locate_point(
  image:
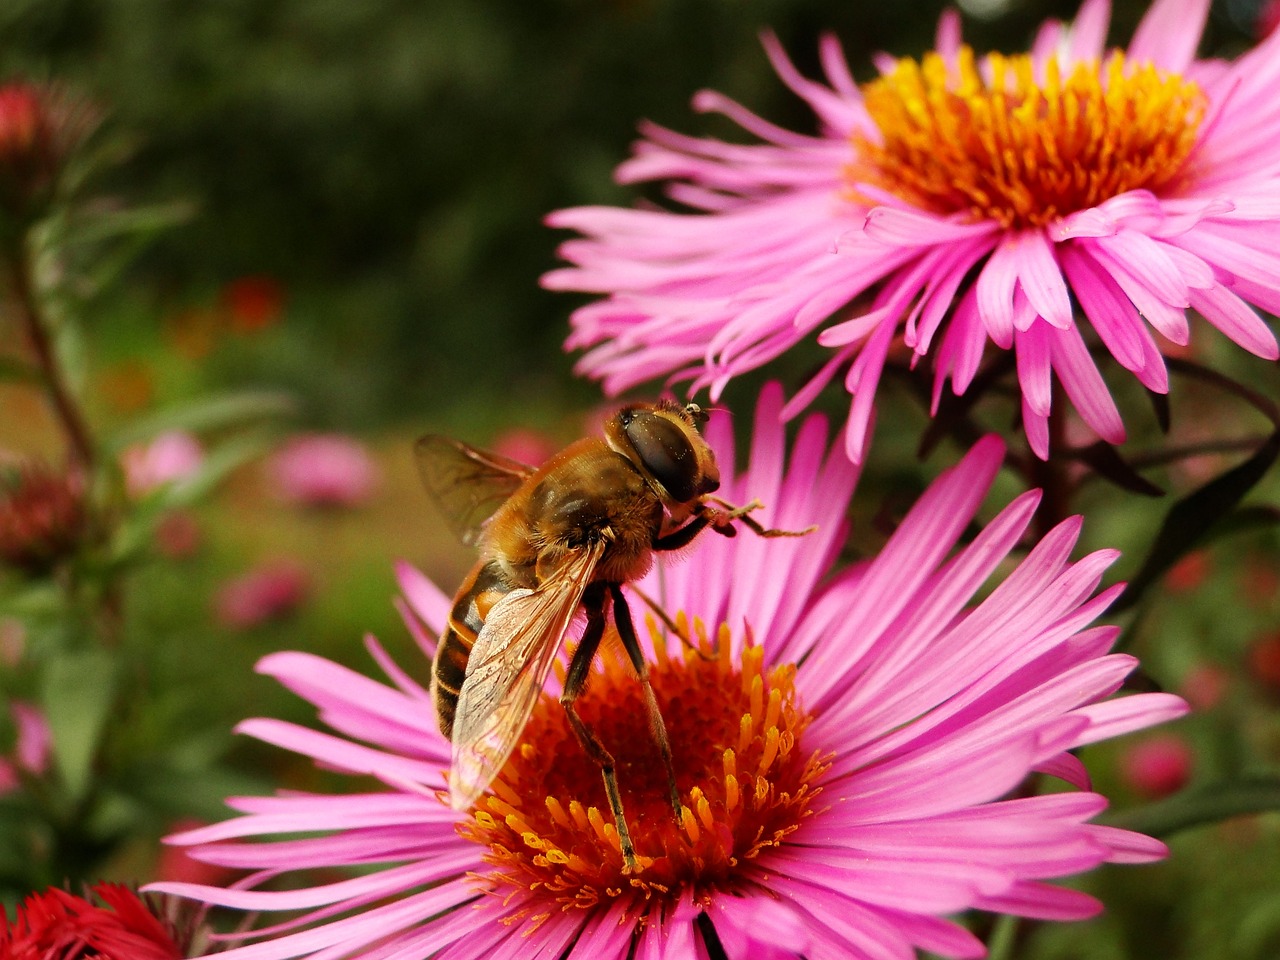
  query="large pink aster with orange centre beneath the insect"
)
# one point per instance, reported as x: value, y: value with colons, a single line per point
x: 848, y: 747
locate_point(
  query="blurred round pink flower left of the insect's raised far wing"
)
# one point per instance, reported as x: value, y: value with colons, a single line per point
x: 323, y: 470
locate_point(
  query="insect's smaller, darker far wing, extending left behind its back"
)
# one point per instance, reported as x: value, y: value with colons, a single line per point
x: 467, y: 483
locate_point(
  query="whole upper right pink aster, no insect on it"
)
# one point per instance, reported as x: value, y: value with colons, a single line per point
x: 950, y: 203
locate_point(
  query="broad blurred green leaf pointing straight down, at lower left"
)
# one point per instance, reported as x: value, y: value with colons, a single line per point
x: 77, y: 696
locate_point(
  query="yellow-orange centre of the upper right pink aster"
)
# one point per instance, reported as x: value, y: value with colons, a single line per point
x: 1020, y: 150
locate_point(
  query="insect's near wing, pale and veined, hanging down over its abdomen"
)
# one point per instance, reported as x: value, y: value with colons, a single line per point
x: 509, y: 665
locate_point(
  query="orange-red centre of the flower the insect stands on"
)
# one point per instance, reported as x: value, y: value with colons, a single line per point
x: 743, y: 780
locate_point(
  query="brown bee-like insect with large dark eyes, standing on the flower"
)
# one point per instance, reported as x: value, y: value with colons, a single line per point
x: 554, y: 540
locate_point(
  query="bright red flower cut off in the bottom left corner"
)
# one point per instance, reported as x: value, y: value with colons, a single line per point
x: 61, y: 926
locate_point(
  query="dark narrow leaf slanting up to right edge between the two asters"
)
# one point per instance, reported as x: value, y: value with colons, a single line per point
x: 1191, y: 519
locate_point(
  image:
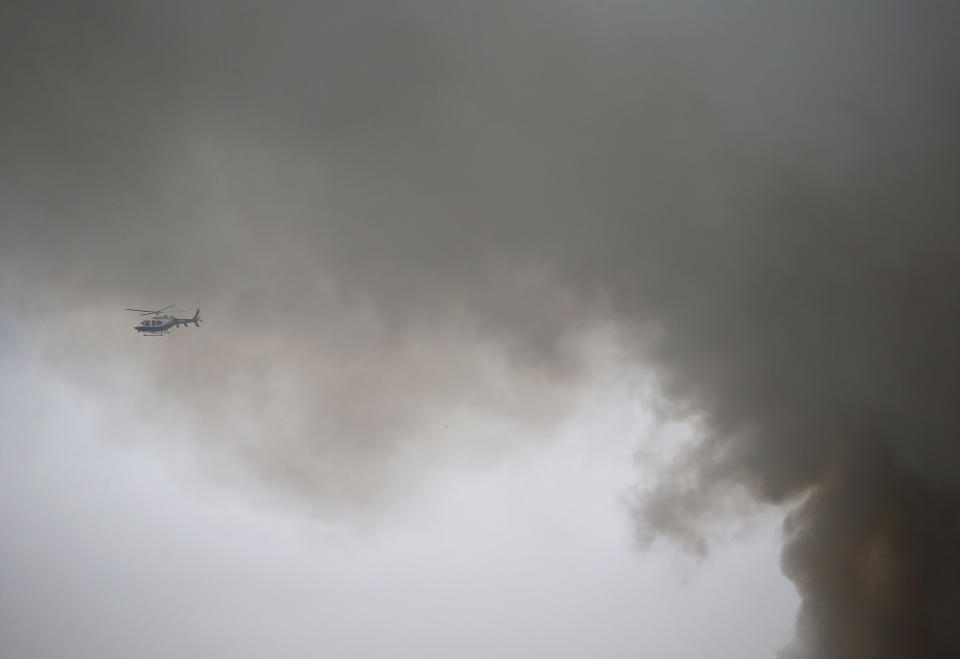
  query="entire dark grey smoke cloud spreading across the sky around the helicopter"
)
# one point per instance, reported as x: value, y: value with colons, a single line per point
x: 390, y: 209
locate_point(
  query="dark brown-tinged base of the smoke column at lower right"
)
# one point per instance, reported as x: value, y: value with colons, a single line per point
x: 872, y: 554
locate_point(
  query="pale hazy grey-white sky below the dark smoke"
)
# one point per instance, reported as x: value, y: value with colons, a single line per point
x: 126, y: 546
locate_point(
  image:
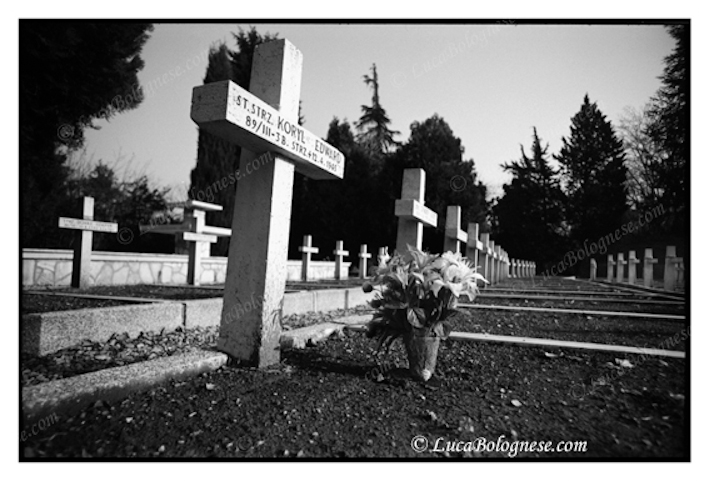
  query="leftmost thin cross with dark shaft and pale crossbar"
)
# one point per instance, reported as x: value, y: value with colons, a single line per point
x: 83, y: 242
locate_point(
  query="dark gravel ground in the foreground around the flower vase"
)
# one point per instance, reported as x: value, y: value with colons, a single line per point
x: 339, y: 400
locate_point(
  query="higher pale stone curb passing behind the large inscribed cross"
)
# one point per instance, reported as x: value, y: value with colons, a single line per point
x: 44, y: 333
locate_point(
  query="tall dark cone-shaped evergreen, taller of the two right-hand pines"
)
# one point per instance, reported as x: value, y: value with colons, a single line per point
x: 593, y: 174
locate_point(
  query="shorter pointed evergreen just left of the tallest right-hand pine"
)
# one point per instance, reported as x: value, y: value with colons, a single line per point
x: 529, y: 217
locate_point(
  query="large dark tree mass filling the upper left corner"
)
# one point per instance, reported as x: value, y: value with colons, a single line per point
x: 71, y: 73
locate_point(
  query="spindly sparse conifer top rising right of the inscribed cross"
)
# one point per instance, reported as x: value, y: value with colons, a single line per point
x: 373, y: 125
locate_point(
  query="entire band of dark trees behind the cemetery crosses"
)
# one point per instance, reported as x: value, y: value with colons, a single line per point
x: 602, y: 177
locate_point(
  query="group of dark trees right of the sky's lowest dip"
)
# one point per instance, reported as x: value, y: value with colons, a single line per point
x: 606, y: 178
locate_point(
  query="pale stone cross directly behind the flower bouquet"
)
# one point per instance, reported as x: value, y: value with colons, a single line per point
x: 412, y: 213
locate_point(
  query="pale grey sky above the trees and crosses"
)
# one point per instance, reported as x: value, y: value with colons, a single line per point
x: 491, y: 83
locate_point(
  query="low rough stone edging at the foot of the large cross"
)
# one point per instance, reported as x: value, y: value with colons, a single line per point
x: 65, y: 397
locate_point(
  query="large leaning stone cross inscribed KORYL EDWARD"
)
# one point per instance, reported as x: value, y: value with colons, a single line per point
x: 264, y: 119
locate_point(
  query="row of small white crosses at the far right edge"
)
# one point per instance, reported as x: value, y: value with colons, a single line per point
x: 674, y: 268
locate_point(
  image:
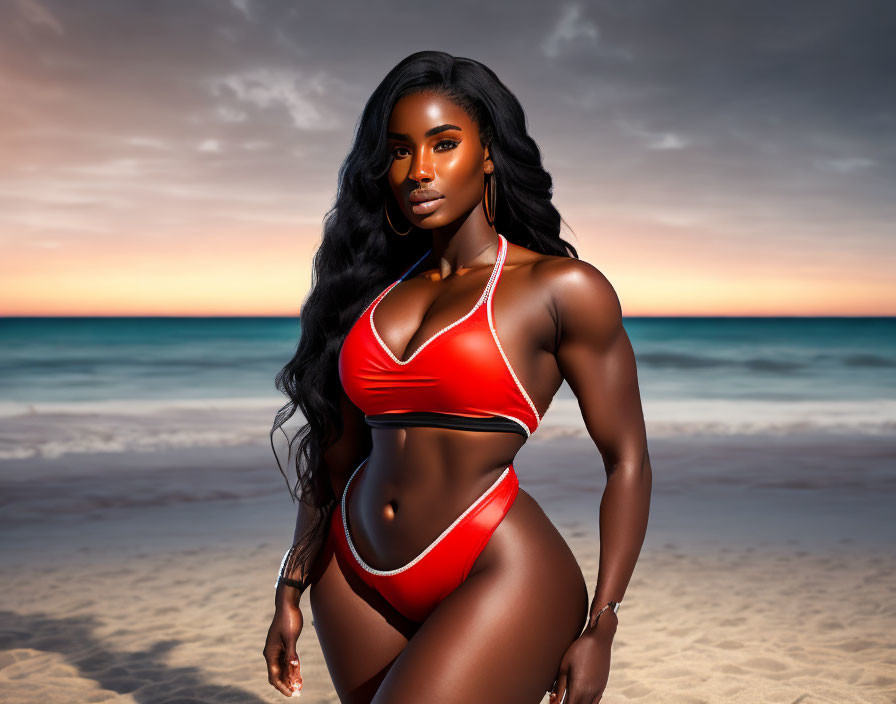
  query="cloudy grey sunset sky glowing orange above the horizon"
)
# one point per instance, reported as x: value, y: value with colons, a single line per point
x: 710, y: 157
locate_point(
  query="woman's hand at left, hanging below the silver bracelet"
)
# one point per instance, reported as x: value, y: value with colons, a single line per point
x: 284, y: 671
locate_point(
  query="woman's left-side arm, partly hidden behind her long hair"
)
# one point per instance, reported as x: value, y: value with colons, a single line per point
x: 340, y: 459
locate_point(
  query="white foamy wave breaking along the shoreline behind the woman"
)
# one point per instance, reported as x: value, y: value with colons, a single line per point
x: 51, y: 430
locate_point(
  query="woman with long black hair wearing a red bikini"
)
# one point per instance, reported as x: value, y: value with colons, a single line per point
x: 444, y: 314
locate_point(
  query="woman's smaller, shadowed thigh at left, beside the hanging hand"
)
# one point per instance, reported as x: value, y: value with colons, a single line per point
x: 360, y: 633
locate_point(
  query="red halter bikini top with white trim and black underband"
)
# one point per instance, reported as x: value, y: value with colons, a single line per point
x: 459, y: 378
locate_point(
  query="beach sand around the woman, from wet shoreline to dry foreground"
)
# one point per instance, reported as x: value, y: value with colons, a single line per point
x: 147, y: 578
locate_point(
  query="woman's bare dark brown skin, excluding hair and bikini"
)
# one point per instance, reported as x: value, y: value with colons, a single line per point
x: 514, y: 628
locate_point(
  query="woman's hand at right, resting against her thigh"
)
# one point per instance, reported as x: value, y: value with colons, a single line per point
x: 585, y: 667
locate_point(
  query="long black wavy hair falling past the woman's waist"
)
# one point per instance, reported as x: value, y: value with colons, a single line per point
x: 360, y: 254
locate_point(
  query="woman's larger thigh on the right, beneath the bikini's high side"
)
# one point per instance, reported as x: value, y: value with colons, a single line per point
x: 500, y: 636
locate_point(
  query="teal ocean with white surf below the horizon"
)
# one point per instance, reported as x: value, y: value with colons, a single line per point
x: 63, y: 381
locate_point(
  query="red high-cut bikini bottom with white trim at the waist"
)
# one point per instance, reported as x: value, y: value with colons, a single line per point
x: 419, y: 586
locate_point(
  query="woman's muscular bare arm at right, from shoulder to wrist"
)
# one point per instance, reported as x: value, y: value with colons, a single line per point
x: 595, y: 357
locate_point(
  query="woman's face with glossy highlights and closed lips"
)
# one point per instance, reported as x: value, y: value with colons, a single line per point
x: 434, y: 143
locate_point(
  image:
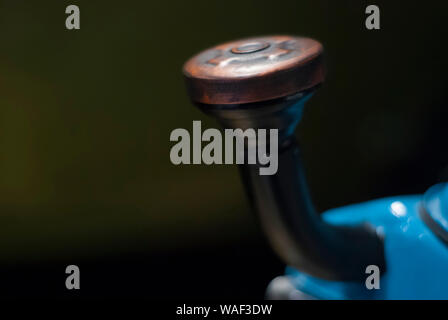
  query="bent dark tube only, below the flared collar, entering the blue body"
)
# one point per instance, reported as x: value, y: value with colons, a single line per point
x: 296, y: 231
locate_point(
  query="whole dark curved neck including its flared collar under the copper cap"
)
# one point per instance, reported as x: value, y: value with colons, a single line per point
x: 284, y: 206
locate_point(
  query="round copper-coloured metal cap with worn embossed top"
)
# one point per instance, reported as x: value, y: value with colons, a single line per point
x: 254, y: 69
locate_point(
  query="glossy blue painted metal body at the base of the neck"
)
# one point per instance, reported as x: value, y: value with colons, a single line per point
x: 417, y: 258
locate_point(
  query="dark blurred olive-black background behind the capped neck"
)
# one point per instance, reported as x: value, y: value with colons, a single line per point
x: 85, y: 119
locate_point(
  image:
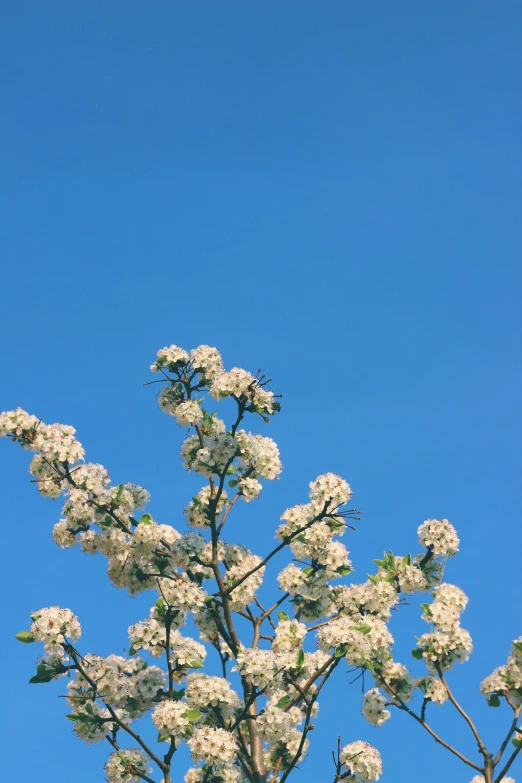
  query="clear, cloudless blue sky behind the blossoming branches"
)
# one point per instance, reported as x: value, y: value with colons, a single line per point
x: 329, y: 191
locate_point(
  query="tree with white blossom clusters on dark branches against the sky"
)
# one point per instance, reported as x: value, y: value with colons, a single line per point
x: 252, y: 722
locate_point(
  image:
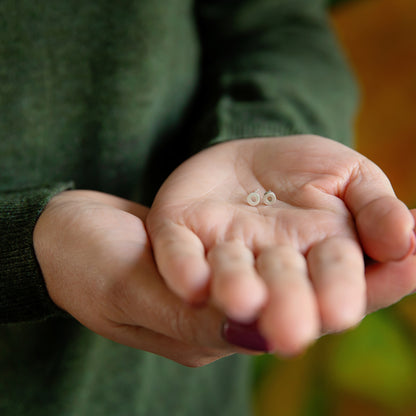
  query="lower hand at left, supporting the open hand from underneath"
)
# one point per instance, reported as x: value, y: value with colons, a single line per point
x: 96, y: 259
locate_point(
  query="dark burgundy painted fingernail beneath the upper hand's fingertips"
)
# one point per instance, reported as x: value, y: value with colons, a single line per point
x: 245, y: 335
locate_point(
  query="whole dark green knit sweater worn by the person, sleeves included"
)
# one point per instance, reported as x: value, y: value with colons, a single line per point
x: 111, y: 95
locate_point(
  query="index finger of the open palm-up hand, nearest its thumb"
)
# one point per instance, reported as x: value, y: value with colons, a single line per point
x: 336, y: 268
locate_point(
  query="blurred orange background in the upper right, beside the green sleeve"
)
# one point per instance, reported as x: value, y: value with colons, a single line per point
x: 379, y: 38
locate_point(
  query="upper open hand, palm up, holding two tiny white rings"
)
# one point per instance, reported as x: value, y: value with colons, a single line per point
x: 297, y: 266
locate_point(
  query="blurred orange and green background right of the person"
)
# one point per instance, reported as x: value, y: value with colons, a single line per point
x: 371, y: 370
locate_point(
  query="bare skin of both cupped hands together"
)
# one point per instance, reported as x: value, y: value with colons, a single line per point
x: 297, y: 266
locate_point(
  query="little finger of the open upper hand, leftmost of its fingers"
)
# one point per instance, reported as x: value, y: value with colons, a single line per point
x: 180, y: 257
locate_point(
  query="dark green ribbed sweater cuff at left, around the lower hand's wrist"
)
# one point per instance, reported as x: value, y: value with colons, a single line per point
x: 23, y: 294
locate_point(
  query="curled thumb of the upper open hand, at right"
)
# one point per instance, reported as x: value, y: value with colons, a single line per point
x: 384, y: 224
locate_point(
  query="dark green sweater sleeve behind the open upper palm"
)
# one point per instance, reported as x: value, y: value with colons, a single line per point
x: 272, y: 68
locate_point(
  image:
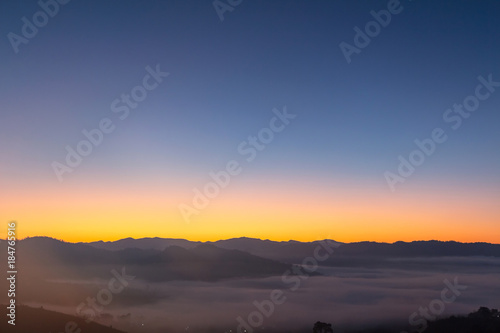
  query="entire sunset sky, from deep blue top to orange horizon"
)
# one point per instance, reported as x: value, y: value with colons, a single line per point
x: 307, y: 136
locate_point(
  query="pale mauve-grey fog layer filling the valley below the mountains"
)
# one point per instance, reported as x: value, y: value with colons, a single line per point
x: 346, y: 297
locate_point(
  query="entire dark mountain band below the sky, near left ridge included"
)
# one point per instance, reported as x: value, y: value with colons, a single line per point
x: 164, y: 259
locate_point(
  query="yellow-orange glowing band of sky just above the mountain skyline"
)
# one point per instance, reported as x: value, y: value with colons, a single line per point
x: 280, y: 212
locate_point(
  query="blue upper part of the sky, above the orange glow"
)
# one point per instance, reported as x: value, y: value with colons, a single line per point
x: 353, y: 120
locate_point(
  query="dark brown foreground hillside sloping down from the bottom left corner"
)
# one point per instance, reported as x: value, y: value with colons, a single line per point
x: 30, y: 319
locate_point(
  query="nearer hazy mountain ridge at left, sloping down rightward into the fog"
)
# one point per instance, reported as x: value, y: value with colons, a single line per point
x: 50, y: 258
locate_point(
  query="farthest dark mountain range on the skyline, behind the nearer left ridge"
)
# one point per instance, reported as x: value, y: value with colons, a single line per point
x: 294, y: 251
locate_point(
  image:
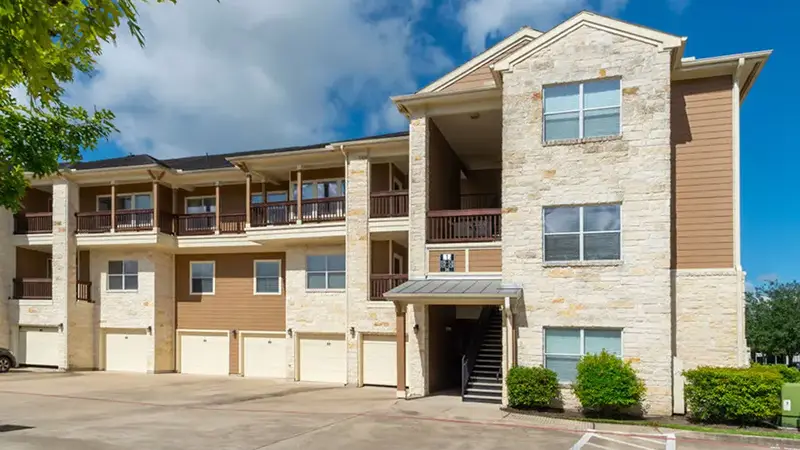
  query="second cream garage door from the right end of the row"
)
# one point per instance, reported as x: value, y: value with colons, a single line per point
x: 323, y: 358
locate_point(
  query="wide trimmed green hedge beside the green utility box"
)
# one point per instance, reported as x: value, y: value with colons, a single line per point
x: 733, y: 395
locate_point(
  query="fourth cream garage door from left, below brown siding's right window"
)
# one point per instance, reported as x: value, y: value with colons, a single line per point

━━━━━━━━━━━━━━━━

Work to be completed> Copy exactly the lines from the one containing "from left, below" through the last line of the records, both included, and nothing else.

Exercise response>
  query="fourth cream garage door from left, below brown siding's right window"
)
# one point per instance, reported as x: value, y: value with colons, a single line per point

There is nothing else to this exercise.